▶ _Activities_
1. According to the OrionGeno abstract, what relative improvement in protein-level F1 score does OrionGeno achieve over the existing best-performing method?
2. Name every group of organisms across which the OrionGeno abstract says the method consistently outperforms state-of-the-art methods.

▶ _Text for analysis_
▬▬▬

Advancing ab initio genome annotation with OrionGeno
Journal:
bioRxiv
Published Date:
Apr 29, 2026
Abstract
The rapid expansion of eukaryotic genome sequencing has created an urgent demand for scalable and accurate gene annotation, particularly for large-scale genomic initiatives such as the Earth BioGenome Project (EBP). Existing ab initio methods often struggle with complex gene architectures and exhibit limited cross-lineage generalizability. Moreover, these frameworks typically treat repetitive DNA sequences (repeats) as genomic noise to be pre-masked, leaving the joint modeling of genes and repeats largely unexplored. Here we present OrionGeno, a multispecies phylogeny-aware deep learning framework for end-to-end eukaryotic genome annotation. By integrating phylogenetic context into model learning, OrionGeno resolves complex gene structure variations across divergent lineages, jointly predicting exon-intron architectures, UTRs, and repeats directly from genomic sequences. Across Vertebrates, Invertebrates, Viridiplantae and Fungi, OrionGeno consistently outperforms state-of-the-art methods, achieving a 37.2% relative improvement in protein-level F1 score over the existing best-performing method. Beyond benchmarking, OrionGeno identifies novel loci within well-curated model genomes and generates high-confidence annotations for ~1,200 previously uncharacterized species, expanding NCBI's family-level coverage by 40.5%. As an evidence-independent approach, OrionGeno bridges the gap between genome sequencing and functional discovery, holding promise for large-scale biodiversity initiatives like the EBP.

▬▬▬

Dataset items
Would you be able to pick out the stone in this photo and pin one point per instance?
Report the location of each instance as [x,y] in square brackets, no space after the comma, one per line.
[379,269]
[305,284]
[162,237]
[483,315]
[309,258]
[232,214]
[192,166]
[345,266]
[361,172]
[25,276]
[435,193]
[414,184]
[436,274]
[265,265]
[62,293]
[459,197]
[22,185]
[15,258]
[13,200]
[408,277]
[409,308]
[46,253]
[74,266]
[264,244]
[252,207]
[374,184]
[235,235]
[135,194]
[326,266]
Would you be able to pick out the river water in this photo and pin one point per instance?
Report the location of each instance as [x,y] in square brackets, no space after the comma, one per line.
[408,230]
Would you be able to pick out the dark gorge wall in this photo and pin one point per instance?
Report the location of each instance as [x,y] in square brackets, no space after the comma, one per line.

▬▬▬

▶ _Answers given_
1. 37.2%

2. Vertebrates, Invertebrates, Viridiplantae, Fungi